▸ **TASK**:
Convert the lines starting at the beginning of the records and ending at the line containing "[62,152,138,183]" into a JSON list of strings, one per line, with blank lines omitted.

[Excerpt from a dataset]
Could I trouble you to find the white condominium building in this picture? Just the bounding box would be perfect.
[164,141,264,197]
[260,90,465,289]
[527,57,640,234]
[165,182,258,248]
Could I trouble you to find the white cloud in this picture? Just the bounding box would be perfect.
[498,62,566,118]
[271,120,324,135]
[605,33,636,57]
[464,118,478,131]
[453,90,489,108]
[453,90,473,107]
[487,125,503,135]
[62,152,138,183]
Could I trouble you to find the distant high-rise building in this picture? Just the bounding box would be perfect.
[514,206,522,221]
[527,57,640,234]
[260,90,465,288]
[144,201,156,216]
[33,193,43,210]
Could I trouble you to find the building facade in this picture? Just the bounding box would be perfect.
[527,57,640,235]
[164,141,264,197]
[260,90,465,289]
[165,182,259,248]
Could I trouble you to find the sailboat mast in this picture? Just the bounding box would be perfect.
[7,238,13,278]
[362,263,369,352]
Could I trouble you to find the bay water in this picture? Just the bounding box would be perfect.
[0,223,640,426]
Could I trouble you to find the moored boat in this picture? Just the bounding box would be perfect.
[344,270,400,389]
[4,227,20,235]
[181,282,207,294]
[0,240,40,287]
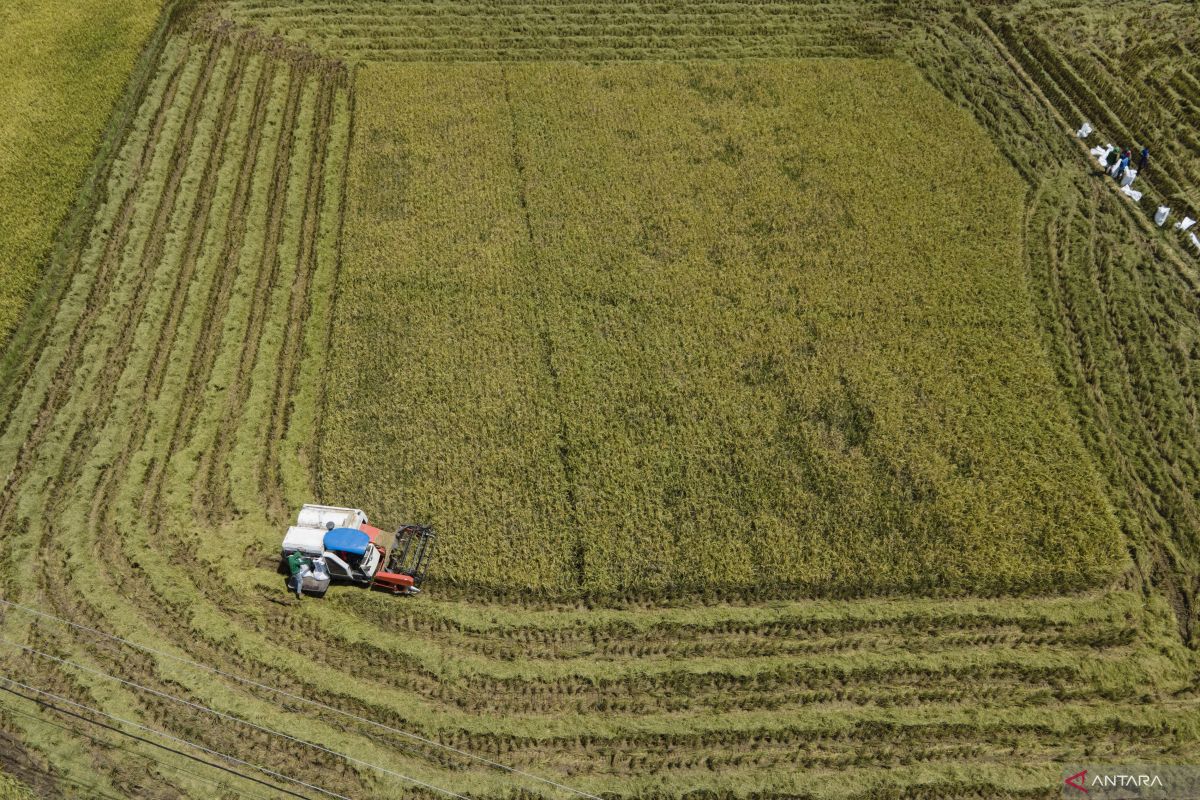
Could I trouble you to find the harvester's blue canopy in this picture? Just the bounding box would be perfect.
[324,528,371,555]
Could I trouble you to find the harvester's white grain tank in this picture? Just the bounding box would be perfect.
[296,505,367,528]
[283,525,325,557]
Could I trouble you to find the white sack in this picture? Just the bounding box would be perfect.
[1092,144,1117,167]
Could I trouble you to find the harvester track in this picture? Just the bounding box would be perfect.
[0,1,1200,800]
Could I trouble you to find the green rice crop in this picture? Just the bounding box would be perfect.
[320,60,1122,595]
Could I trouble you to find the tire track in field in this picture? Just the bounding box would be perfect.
[0,20,175,443]
[140,42,278,529]
[0,31,220,527]
[0,58,186,525]
[47,34,238,518]
[9,34,367,796]
[258,70,344,522]
[199,54,313,524]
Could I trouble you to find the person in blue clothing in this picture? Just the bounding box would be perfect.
[288,553,312,597]
[1117,150,1133,180]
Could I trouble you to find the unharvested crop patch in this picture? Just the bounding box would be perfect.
[0,0,1200,800]
[320,60,1120,594]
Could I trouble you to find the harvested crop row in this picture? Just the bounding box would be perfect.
[0,4,1195,800]
[220,0,907,61]
[322,62,1117,597]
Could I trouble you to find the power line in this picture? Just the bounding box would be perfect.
[0,637,470,800]
[0,675,350,800]
[0,686,280,800]
[0,597,604,800]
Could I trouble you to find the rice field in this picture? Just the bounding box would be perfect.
[0,0,1200,800]
[319,60,1122,597]
[0,0,162,343]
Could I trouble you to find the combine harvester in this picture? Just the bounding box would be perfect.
[283,505,434,597]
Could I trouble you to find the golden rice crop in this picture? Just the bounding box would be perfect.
[322,60,1121,594]
[0,0,162,343]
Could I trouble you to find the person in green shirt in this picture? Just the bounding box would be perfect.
[288,553,312,597]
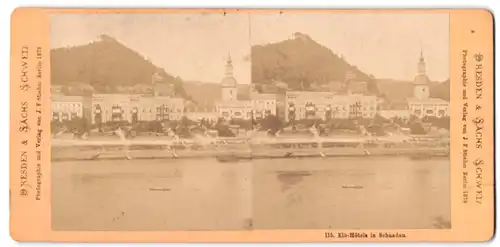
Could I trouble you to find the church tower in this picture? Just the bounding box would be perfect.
[413,51,429,100]
[221,54,238,101]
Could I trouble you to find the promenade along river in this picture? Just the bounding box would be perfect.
[52,157,450,230]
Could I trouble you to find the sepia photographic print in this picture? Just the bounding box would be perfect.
[50,12,453,231]
[9,8,495,243]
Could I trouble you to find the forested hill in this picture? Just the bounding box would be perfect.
[51,35,186,96]
[252,33,378,94]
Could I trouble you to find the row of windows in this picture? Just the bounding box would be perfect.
[413,109,446,115]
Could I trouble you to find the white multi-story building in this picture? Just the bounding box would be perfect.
[216,53,276,120]
[51,94,90,121]
[216,100,253,120]
[285,91,377,121]
[408,53,450,118]
[92,94,184,123]
[250,92,277,119]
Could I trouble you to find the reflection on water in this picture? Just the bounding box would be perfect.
[52,157,450,230]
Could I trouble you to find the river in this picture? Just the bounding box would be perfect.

▸ **WRITTEN REPLY**:
[
  "Could I trouble you to find the white condominium building in this picture? Just the bounding box would be perfect.",
  "[164,141,264,197]",
  "[260,90,465,289]",
  "[527,57,640,234]",
  "[165,182,258,248]",
  "Could I trouble you to find the white cloud in this picture? Just the bounding box would be perfect.",
  "[498,62,566,118]",
  "[271,120,324,135]",
  "[605,33,636,57]",
  "[464,118,478,131]",
  "[453,90,489,108]",
  "[453,90,473,107]",
  "[487,125,503,135]",
  "[62,152,138,183]"
]